++++ EXCERPTED PASSAGE ++++
Nuclear messages


The International Atomic Energy Agency's (IAEA) decision adopted this week to threaten the reference of the Iranian nuclear file to the UN Security Council should Iran fail to suspend uranium enrichment as requested by the US and the European Union is not just a message to Tehran. It is a message to all Middle Eastern countries. It says that the US and its key Western allies are unwilling to tolerate nuclear ambitions, peaceful or otherwise, from any country in the region except Israel.

The Israeli policy of nuclear ambiguity has long been tolerated -- and as we learn from the Western press, at times encouraged -- by the world sole superpower. This is an intolerable exercise of double standards that the US should be ashamed of, especially after it failed to provide any evidence of the alleged weapons of mass destruction that Washington pawned off to the world as justification of its illegal invasion of Iraq.

Middle Eastern countries, especially Arabs, should show more resolve in protesting against such outrageous nuclear discrimination. They should tell the US it has no right to attempt to punish Iran for acquiring nuclear technology just because it is afraid of the "bomb of the mullahs" when it knows that Israel -- occupier of Arab territories and assassin of innocent Palestinian children -- continues to amass nuclear weapons.

It was very unfortunate that the two Arab countries on the board of governors of the IAEA abstained from voting on the resolution threatening Iran. They should have voted against it: not because it is in the interest of Arab countries to facilitate Iran's possession of nuclear technology but because it is certainly not in the interest of Arab countries to allow Israel to be the sole nuclear power in the region.

This week's initiative by some Arab countries to get the IAEA to force Israel to open up its nuclear facilities for international inspection is a positive move. Obviously, the inexplicable economic and diplomatic warmth that some Arab capitals chose to demonstrate towards Israel during the past couple of weeks, under the pretext of encouraging the Israeli government to opt for peace, dilutes this message. Nonetheless, though it may lead nowhere, it sends a message of rejection to regional nuclear double standards.
++++
• **PARTS OF THE EXERCISE**
A - From the nuclear messages editorial, return the passage from "This week's initiative" up to and including "nuclear double standards.".
B - Answer these questions about the nuclear messages editorial.
(i) What did the IAEA decision threaten to do should Iran fail to suspend uranium enrichment?
(ii) How many Arab countries on the IAEA board of governors abstained from voting on the resolution threatening Iran?
(iii) What did this week's initiative by some Arab countries seek to get the IAEA to do?
Base every answer solely on the editorial.
++++ RECORDS SHOWN ++++
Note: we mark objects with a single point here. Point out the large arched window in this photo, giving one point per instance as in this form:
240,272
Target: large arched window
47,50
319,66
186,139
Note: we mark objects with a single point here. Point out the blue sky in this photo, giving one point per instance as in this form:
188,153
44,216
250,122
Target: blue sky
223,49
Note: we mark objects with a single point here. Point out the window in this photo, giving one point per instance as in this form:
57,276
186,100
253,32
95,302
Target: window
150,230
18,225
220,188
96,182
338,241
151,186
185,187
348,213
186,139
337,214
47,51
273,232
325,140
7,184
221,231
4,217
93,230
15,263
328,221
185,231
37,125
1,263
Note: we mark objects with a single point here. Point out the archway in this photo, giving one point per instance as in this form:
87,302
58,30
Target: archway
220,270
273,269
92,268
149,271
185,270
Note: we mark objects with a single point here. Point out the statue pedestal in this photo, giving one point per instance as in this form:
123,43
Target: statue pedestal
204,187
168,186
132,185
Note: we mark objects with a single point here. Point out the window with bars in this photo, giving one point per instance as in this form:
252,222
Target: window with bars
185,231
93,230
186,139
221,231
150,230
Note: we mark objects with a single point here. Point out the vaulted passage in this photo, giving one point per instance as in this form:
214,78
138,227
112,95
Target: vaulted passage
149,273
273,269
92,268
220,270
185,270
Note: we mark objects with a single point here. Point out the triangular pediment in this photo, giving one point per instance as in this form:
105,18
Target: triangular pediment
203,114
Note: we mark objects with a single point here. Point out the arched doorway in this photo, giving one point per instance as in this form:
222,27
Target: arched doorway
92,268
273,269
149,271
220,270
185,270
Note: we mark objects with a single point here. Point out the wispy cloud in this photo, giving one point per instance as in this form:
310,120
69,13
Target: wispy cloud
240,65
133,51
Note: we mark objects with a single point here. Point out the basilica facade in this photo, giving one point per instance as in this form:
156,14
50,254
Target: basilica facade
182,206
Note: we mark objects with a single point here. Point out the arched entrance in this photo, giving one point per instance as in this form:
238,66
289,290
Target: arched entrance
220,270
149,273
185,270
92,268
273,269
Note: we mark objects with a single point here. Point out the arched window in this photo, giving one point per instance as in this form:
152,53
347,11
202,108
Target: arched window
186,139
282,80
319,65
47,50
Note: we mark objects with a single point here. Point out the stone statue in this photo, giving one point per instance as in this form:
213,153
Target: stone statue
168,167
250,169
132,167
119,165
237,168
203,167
++++
++++ RECORDS SHOWN ++++
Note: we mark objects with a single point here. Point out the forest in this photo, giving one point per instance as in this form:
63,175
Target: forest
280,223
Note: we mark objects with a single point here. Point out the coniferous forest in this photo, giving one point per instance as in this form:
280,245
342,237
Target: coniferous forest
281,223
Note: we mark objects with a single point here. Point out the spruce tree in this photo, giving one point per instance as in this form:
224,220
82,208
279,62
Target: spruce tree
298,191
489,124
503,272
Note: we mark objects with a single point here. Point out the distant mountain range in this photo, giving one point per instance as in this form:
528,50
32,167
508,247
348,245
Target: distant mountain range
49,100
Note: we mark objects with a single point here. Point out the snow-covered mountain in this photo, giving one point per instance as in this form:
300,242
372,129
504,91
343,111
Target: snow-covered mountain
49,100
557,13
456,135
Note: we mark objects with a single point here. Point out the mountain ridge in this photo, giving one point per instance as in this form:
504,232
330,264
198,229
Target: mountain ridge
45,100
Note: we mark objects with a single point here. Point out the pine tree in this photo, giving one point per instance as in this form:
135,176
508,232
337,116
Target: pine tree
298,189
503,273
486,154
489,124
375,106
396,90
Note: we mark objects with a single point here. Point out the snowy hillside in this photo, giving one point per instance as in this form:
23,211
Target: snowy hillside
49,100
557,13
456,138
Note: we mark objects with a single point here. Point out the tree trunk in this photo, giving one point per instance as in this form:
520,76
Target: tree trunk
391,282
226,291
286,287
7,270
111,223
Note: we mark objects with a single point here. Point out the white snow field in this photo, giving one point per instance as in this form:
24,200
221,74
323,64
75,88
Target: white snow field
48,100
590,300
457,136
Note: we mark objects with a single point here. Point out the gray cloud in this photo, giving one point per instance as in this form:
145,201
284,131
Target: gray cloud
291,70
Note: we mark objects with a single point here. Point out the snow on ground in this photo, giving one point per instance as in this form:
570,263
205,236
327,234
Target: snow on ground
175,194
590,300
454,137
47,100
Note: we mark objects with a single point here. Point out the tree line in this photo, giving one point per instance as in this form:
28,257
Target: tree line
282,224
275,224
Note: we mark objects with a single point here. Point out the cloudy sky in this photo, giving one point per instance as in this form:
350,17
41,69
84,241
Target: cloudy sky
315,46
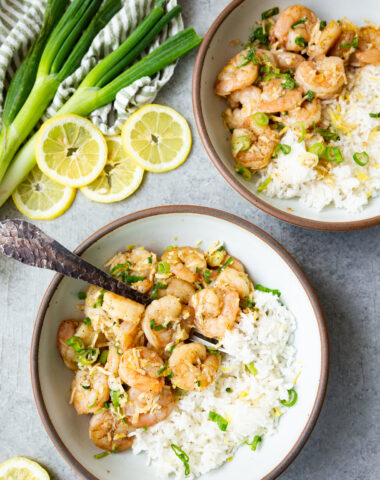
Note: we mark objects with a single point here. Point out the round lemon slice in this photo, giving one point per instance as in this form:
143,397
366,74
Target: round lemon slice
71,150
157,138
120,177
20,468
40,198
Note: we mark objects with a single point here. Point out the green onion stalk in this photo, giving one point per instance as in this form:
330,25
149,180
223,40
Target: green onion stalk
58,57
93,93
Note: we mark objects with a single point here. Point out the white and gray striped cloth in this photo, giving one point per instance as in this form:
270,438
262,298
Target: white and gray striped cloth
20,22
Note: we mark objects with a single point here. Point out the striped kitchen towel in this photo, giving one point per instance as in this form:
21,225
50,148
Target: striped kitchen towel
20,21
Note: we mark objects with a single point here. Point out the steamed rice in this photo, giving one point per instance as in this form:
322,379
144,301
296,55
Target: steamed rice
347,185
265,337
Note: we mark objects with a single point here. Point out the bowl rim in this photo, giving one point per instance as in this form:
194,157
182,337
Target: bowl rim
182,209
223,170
++++
++++ RECORDS SHOWN ++++
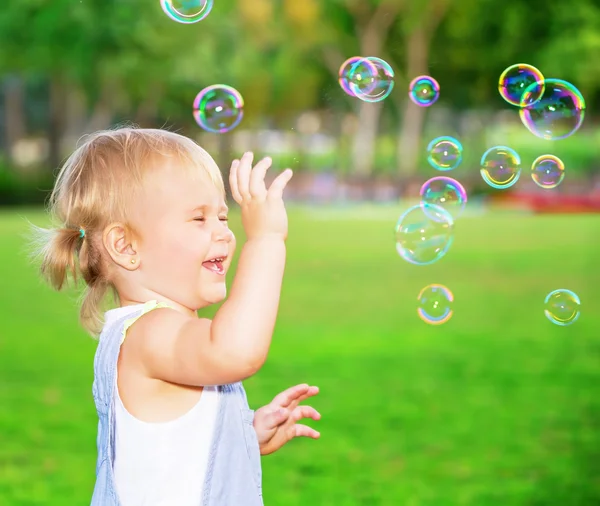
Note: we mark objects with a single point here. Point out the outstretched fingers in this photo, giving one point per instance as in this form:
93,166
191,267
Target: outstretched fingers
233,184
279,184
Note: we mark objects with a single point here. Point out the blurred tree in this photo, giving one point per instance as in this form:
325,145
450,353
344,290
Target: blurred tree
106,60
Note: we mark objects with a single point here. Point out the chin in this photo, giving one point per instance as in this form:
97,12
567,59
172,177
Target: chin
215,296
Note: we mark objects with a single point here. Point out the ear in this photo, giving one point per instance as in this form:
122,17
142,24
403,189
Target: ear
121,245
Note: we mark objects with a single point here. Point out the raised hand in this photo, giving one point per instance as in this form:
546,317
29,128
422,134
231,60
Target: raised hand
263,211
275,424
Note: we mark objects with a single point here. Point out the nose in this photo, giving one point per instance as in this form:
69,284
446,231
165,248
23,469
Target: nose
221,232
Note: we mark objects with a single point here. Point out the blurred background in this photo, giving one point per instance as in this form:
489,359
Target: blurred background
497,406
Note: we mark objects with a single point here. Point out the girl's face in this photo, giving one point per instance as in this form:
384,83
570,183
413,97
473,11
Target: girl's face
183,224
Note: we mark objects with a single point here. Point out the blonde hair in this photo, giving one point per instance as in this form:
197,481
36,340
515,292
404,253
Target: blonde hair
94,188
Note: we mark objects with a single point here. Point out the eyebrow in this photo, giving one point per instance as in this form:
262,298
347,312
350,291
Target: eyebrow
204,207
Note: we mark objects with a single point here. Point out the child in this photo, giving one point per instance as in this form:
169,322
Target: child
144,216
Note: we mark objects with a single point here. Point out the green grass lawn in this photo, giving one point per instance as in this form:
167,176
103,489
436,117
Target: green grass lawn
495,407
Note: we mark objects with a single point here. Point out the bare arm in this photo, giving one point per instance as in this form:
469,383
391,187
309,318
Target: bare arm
++++
• **RESPONSES IN ORDER**
A -
This week's initiative by some Arab countries to get the IAEA to force Israel to open up its nuclear facilities for international inspection is a positive move. Obviously, the inexplicable economic and diplomatic warmth that some Arab capitals chose to demonstrate towards Israel during the past couple of weeks, under the pretext of encouraging the Israeli government to opt for peace, dilutes this message. Nonetheless, though it may lead nowhere, it sends a message of rejection to regional nuclear double standards.

B -
(i) It threatened to refer the Iranian nuclear file to the UN Security Council.
(ii) Two Arab countries abstained.
(iii) It sought to get the IAEA to force Israel to open up its nuclear facilities for international inspection.